About this task =>
Leave the pictures out and write out exactly the lines from the top of the entries through the line containing "the elderly man's face".

Saved entries
========================================================================
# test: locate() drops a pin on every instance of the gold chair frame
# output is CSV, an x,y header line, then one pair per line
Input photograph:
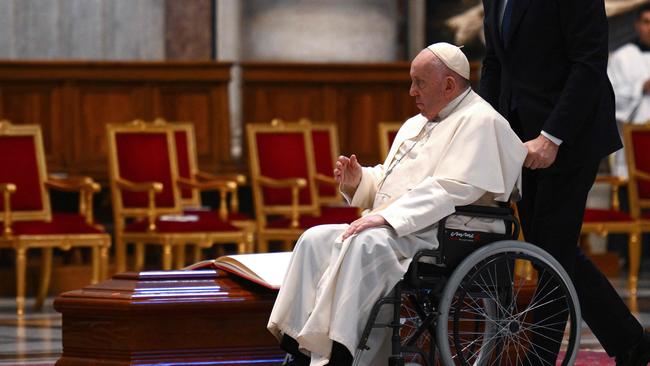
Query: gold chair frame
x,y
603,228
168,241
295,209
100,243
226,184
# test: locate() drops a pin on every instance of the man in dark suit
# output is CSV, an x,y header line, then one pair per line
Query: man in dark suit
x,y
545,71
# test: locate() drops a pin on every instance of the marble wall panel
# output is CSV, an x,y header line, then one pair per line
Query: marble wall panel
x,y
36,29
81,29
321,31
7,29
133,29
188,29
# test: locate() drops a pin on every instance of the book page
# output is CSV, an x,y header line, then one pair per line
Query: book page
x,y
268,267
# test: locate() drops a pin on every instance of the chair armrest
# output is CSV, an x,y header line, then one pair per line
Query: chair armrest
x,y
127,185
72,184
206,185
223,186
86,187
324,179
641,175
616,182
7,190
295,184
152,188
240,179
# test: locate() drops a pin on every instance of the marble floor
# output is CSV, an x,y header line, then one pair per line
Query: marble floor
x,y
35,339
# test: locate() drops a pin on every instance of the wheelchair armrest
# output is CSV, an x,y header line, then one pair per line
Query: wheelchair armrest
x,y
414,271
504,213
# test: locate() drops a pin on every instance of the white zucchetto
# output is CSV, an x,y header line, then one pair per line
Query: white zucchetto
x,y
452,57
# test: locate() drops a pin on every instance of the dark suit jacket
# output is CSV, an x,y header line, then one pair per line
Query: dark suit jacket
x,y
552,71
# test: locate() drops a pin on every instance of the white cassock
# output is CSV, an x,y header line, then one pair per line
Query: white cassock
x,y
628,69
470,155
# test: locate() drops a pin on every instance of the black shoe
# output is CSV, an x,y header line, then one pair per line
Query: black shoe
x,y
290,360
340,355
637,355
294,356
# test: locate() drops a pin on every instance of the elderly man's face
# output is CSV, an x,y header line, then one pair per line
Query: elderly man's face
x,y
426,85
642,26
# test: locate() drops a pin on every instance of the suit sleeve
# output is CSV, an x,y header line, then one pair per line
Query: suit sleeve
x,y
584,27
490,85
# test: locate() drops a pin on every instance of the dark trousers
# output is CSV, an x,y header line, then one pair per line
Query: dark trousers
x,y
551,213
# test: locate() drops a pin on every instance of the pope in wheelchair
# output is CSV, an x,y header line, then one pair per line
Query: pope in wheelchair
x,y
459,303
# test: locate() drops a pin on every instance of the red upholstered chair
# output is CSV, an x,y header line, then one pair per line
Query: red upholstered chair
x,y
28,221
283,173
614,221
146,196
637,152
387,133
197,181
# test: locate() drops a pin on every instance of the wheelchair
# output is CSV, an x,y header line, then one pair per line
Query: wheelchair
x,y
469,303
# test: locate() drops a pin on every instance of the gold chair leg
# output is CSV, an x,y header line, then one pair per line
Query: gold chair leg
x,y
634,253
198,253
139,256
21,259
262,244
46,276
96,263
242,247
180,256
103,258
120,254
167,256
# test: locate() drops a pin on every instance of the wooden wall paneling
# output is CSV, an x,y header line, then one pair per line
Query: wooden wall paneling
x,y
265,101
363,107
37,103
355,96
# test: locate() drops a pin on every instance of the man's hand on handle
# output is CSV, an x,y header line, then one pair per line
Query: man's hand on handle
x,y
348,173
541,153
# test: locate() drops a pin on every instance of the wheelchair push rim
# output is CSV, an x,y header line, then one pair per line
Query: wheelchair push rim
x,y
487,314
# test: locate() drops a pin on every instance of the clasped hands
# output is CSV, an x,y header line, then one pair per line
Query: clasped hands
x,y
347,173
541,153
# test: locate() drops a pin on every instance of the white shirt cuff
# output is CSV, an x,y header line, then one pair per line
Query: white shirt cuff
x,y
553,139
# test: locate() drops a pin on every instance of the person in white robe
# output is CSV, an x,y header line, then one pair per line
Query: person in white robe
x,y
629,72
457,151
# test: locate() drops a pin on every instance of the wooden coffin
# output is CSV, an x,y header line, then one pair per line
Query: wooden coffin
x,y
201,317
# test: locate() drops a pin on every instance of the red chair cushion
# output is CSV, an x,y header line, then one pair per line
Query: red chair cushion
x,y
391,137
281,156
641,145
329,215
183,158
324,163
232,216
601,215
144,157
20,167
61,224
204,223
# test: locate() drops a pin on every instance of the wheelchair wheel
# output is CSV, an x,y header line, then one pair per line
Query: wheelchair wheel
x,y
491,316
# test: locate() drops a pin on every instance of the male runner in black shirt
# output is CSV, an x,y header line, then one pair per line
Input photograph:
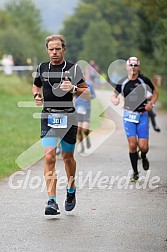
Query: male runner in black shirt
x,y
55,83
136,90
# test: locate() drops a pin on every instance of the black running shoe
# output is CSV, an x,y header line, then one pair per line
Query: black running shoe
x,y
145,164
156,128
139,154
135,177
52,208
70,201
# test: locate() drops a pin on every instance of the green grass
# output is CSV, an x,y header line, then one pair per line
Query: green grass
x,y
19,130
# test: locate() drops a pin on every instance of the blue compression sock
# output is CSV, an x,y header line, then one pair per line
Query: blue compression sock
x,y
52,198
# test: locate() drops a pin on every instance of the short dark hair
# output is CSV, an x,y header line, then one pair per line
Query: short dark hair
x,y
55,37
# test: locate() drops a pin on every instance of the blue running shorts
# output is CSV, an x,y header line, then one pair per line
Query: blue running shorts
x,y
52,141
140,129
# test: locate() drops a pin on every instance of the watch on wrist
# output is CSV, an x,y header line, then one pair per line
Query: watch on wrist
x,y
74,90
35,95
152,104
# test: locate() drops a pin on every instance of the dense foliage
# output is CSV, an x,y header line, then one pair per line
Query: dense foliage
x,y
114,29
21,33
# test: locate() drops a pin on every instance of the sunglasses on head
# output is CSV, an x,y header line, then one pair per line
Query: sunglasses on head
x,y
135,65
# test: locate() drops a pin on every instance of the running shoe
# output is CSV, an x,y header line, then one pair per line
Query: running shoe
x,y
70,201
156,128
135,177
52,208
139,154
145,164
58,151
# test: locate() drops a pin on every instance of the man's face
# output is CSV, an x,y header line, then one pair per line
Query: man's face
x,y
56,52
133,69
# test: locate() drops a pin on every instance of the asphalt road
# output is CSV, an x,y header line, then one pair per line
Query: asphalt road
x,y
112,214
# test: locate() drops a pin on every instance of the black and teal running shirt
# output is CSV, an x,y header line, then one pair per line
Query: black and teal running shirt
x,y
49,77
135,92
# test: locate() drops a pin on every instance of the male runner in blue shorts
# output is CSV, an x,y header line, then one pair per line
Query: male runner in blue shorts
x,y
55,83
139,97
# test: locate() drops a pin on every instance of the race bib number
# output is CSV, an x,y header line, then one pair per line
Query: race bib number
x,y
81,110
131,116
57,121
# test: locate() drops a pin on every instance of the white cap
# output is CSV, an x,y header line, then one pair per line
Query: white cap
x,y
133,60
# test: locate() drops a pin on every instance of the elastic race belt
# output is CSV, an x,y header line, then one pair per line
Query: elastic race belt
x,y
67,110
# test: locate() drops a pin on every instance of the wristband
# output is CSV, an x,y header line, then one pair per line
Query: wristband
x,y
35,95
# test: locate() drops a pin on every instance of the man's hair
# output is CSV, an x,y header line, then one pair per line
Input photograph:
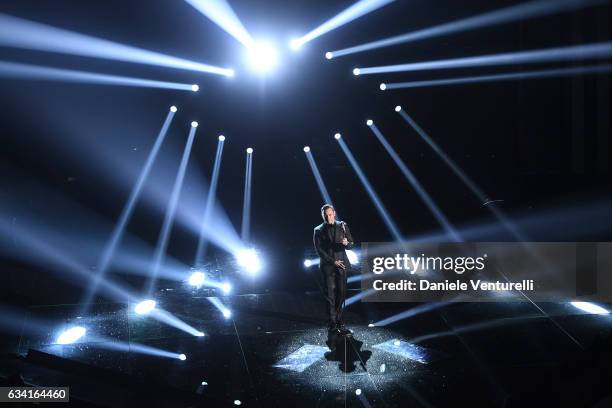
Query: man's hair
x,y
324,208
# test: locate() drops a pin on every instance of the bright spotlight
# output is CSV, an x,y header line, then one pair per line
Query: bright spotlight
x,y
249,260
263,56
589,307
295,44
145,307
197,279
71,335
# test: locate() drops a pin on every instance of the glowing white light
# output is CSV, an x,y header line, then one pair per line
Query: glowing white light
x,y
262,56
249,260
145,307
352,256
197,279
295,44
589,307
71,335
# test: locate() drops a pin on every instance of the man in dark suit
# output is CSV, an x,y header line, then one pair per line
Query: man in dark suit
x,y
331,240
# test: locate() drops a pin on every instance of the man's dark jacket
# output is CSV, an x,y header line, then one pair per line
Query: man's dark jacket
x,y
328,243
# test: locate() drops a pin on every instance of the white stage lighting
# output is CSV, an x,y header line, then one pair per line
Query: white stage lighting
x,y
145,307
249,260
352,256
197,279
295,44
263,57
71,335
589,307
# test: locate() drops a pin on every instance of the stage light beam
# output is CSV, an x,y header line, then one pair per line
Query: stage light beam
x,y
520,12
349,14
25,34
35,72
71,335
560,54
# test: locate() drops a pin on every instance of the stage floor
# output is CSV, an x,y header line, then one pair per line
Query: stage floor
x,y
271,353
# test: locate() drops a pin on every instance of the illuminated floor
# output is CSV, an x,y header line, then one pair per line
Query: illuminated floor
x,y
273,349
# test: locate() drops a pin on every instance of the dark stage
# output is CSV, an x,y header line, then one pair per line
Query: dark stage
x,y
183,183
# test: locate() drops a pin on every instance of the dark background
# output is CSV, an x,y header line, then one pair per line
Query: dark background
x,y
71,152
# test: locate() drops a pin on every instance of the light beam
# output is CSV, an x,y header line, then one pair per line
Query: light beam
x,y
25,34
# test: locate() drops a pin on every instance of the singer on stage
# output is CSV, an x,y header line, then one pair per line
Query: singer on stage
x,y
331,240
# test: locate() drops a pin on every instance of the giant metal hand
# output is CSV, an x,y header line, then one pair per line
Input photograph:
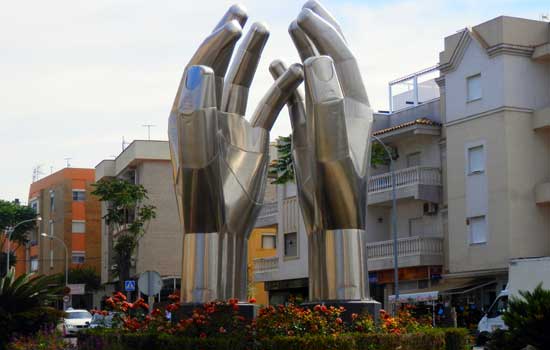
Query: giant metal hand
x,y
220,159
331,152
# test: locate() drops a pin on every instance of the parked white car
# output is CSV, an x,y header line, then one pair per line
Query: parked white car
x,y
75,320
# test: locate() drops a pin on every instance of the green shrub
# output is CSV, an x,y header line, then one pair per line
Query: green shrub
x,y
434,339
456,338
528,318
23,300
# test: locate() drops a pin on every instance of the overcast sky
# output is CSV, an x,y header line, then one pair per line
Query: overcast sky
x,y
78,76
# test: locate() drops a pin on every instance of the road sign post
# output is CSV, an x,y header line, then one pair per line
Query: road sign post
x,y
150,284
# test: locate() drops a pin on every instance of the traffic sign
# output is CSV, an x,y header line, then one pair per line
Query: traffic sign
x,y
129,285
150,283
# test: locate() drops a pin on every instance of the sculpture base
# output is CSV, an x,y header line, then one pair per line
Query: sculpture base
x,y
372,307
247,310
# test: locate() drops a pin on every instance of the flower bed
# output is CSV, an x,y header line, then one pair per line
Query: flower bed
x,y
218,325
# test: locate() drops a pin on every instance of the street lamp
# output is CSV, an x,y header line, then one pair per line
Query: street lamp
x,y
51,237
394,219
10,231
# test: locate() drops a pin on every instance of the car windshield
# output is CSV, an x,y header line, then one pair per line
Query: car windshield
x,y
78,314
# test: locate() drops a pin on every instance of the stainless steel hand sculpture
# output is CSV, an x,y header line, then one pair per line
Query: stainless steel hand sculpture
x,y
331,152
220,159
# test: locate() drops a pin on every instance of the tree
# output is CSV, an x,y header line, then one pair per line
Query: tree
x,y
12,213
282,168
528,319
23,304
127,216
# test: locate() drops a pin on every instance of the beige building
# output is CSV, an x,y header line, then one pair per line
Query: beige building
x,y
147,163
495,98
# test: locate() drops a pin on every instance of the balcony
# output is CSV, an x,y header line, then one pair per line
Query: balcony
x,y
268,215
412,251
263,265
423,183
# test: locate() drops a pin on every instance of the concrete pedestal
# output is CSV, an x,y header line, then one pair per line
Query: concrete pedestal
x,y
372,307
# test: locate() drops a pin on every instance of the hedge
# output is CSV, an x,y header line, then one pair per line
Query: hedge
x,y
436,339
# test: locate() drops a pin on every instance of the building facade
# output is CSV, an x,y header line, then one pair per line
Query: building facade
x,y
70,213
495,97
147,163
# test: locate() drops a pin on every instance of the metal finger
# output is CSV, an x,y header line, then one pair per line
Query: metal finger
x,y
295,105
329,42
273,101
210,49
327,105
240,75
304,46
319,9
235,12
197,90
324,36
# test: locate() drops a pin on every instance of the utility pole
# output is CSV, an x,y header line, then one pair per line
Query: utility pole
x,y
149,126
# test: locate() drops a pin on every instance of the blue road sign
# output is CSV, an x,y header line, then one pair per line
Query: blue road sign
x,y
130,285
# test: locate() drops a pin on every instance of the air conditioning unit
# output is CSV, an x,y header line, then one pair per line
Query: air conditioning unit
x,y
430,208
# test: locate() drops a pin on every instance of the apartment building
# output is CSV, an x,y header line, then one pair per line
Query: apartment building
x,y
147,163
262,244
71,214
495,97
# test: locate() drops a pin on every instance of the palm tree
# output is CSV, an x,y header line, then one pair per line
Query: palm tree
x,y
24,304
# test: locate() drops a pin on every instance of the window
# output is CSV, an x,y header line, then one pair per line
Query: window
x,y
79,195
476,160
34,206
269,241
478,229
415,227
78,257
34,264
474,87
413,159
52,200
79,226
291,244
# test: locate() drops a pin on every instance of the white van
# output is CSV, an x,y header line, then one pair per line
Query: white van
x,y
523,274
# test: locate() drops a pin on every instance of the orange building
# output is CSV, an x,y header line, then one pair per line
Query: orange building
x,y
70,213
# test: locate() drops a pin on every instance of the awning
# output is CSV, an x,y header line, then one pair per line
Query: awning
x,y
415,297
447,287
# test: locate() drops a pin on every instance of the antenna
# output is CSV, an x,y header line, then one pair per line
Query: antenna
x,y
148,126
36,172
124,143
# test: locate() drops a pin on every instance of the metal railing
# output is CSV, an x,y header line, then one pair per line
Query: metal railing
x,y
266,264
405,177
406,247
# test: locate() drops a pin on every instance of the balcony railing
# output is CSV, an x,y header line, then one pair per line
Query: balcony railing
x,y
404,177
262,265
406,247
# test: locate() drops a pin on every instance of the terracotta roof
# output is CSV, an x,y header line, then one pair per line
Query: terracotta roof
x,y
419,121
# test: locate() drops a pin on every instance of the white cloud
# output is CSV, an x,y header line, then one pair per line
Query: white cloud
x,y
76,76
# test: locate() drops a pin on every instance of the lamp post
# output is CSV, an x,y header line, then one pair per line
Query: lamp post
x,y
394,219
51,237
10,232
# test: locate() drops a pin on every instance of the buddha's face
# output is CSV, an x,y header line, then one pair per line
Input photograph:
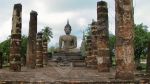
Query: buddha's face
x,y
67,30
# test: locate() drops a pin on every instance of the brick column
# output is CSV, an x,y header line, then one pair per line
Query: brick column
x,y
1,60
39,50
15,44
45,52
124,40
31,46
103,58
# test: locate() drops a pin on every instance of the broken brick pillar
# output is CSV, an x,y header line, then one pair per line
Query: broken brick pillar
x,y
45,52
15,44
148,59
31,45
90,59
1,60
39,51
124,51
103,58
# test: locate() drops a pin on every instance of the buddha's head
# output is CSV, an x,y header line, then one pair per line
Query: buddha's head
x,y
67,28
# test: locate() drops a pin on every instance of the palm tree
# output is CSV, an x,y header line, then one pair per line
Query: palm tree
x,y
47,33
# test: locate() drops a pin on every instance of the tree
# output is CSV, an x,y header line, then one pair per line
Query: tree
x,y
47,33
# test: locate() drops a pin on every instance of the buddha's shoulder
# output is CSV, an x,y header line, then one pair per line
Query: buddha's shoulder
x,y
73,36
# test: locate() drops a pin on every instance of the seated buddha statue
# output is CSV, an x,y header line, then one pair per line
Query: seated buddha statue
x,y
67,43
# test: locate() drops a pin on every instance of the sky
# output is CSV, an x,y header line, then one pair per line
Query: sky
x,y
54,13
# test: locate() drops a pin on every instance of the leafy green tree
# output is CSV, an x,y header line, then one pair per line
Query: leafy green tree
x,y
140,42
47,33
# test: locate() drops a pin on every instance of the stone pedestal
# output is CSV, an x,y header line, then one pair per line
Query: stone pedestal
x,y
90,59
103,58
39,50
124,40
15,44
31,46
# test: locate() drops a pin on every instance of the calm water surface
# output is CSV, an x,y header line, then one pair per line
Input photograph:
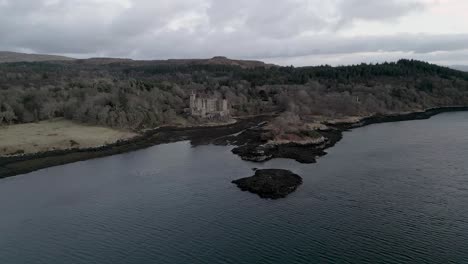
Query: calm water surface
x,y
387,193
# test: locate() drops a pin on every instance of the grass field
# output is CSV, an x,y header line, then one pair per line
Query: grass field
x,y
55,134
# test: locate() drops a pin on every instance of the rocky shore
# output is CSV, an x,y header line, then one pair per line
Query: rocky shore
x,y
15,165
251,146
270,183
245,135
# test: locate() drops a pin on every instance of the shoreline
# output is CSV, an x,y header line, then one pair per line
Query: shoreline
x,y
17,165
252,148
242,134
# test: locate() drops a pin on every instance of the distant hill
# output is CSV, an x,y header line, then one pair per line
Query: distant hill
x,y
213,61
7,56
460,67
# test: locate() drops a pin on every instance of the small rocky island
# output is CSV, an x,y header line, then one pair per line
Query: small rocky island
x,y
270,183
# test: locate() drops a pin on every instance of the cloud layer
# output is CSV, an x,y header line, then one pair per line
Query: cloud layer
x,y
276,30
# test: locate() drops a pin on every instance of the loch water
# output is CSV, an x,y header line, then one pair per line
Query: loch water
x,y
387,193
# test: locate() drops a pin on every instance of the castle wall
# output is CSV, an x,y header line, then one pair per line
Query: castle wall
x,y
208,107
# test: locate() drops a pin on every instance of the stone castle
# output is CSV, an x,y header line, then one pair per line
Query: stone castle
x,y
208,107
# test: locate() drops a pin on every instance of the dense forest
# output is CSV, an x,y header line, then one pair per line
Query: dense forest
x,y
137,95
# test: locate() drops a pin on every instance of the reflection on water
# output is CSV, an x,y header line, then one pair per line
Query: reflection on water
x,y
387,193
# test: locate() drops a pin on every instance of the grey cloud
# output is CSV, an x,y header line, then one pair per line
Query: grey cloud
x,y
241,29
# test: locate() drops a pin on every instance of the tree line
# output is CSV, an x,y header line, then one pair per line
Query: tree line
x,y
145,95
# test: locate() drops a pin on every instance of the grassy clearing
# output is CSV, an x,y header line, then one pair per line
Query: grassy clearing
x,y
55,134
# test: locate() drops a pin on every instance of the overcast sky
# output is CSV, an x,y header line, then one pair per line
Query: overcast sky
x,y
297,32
========================================================================
Expected answer =>
# test: locate() drops a pin on every instance of the gold chair frame
# output is CSV, an x,y header line, then one pair per line
Input photograph:
Query: gold chair frame
x,y
603,228
168,241
295,209
100,243
226,184
# test: locate() drops a pin on every instance of the man in dark suit
# output is CSV, an x,y header line, then one pair per line
Query: man in dark suit
x,y
545,71
# test: locate() drops a pin on every instance of the marble wall panel
# output is CSV, an x,y header line, then one pair per line
Query: marble wall panel
x,y
36,29
81,29
321,31
7,29
133,29
188,29
# test: locate() drops a pin on every instance of the book page
# output is CSV, an x,y header line, then one pair per line
Query: book page
x,y
268,267
# test: locate() drops a pin on every instance of the chair armrest
# output is CSV, an x,y header line, then one pair per line
Query: chair armrest
x,y
127,185
72,184
206,185
223,186
86,187
324,179
641,175
616,182
7,190
295,184
152,188
240,179
# test: locate() drops a pin on every instance of the marble floor
# output is CSV, an x,y header line, then one pair per line
Query: marble floor
x,y
35,339
# test: locate() drops a pin on every instance of the wheelchair armrest
# output is CSV, an x,y header line, then one pair per line
Query: wheelchair armrest
x,y
414,271
504,213
# test: locate() drops a pin on every instance of the white zucchetto
# output is CSV, an x,y header line, then one pair per line
Query: white zucchetto
x,y
452,57
# test: locate() drops a pin on every instance of the dark suit jacket
# output is CSV, an x,y header line, then one pair per line
Query: dark suit jacket
x,y
552,71
# test: locate() drops a pin on every instance of the white cassock
# output is CSV, an x,y header line, then one pair per line
Query: white cassock
x,y
628,69
470,155
# test: locate() drops a pin on every instance of the black shoe
# output is CSV, an x,y header line, then one pair per line
Query: black shoe
x,y
290,360
340,355
637,355
294,356
# test: locate() drops a pin on every instance of the elderly man's face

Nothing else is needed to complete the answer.